Copy out every line of the material, from the line containing "the form [385,410]." through the end of the material, with each point coordinate in the replies increased by 43. Keep the numbers in the reviewer notes unchanged.
# start of DATA FOR THE TASK
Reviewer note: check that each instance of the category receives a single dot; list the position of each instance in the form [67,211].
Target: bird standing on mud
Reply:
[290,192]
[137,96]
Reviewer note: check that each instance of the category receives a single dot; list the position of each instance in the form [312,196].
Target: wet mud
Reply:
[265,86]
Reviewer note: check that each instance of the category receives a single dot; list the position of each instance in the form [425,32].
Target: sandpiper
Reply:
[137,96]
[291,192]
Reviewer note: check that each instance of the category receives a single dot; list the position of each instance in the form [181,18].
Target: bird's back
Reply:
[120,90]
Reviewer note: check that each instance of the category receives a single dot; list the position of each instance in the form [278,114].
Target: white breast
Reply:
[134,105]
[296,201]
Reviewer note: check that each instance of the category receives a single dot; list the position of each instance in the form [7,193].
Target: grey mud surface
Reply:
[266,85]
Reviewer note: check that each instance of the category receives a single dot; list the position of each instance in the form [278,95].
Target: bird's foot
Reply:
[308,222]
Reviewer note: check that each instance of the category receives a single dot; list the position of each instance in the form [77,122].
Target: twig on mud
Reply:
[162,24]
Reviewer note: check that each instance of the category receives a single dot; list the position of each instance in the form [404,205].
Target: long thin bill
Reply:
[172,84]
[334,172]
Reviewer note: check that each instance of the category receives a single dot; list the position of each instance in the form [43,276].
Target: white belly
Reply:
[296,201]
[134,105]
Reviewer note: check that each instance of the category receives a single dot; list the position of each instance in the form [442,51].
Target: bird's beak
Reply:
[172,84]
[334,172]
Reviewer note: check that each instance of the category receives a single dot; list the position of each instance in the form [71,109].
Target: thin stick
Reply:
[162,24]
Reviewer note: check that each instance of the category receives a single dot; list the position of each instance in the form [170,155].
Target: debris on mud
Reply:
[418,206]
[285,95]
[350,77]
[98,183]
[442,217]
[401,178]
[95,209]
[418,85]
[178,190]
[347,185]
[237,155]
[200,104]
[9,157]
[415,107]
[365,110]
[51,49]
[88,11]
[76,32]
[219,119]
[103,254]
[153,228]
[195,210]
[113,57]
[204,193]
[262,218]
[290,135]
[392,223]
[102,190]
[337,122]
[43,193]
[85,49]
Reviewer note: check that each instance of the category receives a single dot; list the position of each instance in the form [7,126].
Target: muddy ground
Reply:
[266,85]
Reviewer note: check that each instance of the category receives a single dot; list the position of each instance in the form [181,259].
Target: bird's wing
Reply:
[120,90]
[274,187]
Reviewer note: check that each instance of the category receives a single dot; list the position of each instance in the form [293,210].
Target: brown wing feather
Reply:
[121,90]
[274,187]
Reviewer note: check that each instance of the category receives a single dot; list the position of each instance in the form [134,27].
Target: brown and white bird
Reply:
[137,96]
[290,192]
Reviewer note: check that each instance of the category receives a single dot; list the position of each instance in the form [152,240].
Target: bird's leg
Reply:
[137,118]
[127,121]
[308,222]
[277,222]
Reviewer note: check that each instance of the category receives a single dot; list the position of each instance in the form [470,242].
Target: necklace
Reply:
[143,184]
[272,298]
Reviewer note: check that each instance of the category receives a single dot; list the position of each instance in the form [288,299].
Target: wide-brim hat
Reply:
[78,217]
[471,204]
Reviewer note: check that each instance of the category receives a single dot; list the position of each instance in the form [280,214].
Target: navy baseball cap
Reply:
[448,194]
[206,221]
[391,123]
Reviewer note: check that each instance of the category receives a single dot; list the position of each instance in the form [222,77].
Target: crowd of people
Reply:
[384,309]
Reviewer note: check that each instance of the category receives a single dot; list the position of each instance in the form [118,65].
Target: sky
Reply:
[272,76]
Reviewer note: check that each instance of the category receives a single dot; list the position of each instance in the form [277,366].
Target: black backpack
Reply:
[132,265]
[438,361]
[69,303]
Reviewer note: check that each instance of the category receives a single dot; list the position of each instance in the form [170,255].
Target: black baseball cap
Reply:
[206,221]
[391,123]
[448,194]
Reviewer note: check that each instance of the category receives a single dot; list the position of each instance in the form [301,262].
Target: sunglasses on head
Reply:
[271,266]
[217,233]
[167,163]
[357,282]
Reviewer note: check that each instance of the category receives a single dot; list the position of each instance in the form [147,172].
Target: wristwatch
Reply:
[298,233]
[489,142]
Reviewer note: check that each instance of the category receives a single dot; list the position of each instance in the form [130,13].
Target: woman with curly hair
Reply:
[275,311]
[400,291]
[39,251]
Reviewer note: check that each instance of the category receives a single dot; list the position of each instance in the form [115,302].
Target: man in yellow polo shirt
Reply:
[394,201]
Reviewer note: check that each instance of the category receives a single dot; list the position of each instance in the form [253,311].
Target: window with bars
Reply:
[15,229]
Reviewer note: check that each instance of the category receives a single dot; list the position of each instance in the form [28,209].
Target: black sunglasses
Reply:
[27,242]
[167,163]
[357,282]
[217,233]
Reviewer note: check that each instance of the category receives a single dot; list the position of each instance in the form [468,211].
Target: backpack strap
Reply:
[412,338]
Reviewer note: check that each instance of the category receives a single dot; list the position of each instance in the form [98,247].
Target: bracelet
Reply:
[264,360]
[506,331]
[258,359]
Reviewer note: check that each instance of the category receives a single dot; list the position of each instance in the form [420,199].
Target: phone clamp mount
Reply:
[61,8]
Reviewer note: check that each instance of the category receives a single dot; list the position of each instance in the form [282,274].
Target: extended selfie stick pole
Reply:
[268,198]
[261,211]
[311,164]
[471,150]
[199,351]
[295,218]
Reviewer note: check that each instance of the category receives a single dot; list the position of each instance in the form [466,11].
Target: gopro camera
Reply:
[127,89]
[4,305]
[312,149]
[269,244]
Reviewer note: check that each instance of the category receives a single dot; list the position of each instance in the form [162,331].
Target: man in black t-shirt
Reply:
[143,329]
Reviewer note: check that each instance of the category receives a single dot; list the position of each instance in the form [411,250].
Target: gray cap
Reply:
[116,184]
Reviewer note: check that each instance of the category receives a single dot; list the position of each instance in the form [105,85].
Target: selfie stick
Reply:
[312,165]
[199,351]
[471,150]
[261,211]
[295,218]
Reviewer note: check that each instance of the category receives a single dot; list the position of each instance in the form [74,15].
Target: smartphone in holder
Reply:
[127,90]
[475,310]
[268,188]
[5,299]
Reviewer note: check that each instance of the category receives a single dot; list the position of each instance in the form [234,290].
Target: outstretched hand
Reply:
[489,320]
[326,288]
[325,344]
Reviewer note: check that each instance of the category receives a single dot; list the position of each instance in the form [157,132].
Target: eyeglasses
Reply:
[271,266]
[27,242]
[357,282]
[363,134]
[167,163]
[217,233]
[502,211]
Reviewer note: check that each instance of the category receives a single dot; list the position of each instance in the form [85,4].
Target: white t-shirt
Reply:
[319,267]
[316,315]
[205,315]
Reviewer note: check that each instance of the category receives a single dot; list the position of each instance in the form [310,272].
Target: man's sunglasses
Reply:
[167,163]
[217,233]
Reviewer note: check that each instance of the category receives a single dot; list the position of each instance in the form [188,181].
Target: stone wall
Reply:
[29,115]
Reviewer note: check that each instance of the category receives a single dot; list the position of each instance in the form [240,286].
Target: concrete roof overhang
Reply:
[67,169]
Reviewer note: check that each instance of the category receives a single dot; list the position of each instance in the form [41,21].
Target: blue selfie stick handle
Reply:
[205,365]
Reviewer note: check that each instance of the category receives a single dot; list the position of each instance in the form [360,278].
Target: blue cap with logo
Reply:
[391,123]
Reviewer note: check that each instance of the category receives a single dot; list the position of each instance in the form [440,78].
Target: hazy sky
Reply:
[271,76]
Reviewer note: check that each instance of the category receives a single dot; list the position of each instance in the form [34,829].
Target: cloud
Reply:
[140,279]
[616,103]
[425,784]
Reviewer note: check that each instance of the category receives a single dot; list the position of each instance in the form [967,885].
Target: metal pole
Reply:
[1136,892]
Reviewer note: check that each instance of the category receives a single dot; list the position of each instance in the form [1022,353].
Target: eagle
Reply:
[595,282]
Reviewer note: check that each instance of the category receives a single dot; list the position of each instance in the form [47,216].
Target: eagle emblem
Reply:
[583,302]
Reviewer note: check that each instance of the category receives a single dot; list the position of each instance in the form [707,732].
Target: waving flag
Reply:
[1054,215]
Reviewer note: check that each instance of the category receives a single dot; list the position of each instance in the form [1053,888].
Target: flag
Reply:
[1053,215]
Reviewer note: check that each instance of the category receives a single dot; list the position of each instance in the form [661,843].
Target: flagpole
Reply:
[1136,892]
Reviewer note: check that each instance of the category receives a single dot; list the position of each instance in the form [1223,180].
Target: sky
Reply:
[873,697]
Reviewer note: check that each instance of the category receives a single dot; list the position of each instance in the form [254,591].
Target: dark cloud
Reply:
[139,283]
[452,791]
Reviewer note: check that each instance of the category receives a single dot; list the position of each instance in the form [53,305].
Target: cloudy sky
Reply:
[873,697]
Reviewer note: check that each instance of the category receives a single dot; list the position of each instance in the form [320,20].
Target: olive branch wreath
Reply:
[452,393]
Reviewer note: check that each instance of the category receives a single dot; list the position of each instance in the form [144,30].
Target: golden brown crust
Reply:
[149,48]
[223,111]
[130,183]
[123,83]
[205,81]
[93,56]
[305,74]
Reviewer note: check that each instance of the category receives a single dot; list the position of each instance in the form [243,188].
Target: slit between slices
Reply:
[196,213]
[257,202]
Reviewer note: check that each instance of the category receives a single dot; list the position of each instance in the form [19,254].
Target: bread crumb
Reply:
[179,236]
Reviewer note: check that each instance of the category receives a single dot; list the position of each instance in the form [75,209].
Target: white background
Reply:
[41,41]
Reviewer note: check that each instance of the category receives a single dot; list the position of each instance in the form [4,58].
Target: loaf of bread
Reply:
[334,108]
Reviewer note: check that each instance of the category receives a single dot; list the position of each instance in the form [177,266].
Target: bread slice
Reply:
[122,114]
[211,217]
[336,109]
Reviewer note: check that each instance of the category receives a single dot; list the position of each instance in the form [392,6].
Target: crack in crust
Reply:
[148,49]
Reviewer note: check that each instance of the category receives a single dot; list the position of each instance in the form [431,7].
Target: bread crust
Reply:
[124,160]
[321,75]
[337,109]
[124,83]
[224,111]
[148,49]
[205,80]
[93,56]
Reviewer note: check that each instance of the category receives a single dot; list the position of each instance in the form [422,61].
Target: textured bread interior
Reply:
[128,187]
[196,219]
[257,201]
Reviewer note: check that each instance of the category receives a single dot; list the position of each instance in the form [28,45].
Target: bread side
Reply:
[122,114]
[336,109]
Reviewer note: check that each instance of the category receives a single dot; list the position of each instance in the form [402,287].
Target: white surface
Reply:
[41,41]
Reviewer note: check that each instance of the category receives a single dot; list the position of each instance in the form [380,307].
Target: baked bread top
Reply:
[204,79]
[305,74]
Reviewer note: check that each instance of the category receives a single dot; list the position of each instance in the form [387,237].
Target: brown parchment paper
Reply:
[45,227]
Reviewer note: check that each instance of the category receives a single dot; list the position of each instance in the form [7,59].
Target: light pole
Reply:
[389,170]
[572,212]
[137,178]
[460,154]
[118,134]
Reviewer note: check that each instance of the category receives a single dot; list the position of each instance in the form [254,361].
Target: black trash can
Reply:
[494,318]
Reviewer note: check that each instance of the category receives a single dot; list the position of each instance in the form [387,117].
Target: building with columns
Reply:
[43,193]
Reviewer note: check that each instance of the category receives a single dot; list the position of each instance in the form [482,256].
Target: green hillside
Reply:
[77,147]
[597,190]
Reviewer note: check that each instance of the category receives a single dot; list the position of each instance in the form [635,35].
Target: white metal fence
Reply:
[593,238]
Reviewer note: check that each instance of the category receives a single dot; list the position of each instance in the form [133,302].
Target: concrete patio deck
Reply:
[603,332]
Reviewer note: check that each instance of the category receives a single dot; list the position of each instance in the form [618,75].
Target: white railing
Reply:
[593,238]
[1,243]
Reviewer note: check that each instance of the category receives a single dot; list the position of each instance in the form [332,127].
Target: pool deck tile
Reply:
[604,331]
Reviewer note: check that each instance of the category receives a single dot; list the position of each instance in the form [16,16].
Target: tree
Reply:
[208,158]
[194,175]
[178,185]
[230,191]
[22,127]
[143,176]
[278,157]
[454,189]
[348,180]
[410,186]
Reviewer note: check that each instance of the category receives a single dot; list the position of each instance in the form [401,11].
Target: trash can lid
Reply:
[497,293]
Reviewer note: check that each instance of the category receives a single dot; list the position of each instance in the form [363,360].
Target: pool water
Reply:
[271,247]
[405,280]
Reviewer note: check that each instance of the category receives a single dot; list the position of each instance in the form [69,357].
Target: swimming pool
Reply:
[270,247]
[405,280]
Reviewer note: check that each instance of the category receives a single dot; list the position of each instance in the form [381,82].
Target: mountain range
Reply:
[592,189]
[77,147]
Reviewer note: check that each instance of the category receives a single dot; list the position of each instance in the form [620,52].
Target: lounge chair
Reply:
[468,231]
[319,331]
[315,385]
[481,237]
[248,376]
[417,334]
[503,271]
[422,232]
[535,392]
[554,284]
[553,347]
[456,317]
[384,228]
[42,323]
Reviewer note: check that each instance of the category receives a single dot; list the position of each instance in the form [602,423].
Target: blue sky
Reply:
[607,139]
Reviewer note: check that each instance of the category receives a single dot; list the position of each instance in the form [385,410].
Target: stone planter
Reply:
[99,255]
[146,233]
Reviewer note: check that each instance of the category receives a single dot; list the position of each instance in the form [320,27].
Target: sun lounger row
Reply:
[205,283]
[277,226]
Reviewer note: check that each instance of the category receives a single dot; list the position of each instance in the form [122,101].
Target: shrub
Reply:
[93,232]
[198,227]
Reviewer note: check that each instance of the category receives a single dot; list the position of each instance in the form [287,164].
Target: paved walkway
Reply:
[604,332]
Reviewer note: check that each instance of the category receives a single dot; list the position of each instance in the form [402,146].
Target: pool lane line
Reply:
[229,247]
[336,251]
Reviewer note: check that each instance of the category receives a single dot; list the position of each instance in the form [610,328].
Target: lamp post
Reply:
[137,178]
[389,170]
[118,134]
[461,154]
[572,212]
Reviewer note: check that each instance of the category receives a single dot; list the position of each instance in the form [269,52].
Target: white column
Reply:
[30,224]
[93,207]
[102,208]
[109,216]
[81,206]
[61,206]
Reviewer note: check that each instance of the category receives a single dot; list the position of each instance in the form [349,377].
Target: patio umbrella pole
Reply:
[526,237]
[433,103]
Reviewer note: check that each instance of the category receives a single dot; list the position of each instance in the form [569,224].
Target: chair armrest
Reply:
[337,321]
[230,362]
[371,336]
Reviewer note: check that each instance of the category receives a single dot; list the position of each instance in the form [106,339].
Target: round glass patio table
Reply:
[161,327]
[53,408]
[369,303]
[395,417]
# end of DATA FOR THE TASK
■ TASK RESPONSE ■
Reviewer note: check that each instance of the category receives a single dot; list the position of each instance in the form [385,410].
Target: stone planter
Reply:
[142,298]
[189,276]
Reviewer note: check that each instance of the category receives a single dot; list the position of each instance in the form [320,27].
Target: sun lounger row
Reply:
[248,326]
[320,269]
Reviewer note: check that each instance of the category receives a single dot; list the position of each instance in the form [122,101].
Target: shrub
Reply:
[136,275]
[241,270]
Reviewer note: check that each instance of the category receives a single dot; list the position of each instance in the form [287,164].
Target: paved walkway
Reply:
[647,375]
Reviewer note: check that each instance of the category receives a single dot; list the position of each instance in the form [402,146].
Target: pool lane line
Reply:
[272,290]
[379,294]
Reviewer note: check that each instance of the category receives a single dot; list the position of each instance in the form [610,328].
Target: lamp post
Reply:
[180,221]
[432,213]
[161,177]
[504,197]
[615,255]
Reviewer note: check that each instance of the category receives a single dot; list the position of each instance in the form [269,52].
Target: white column
Reply:
[73,267]
[136,250]
[145,251]
[152,259]
[124,249]
[104,249]
Reviewer note: check that each instance of the category receives a single dot; list the position of each instance in the form [349,377].
Target: patio umbrella pole
Reply:
[569,280]
[476,146]
Reviewer note: check that each instance of the category receives a single dot; list the position of each instance in the form [569,224].
Target: chair armrest
Reply:
[380,364]
[273,405]
[414,379]
Reviewer note: check that each instance of the category receives a single dot; list the position of each instance in the form [106,339].
Target: round glass patio table
Reply:
[204,370]
[96,451]
[412,346]
[438,460]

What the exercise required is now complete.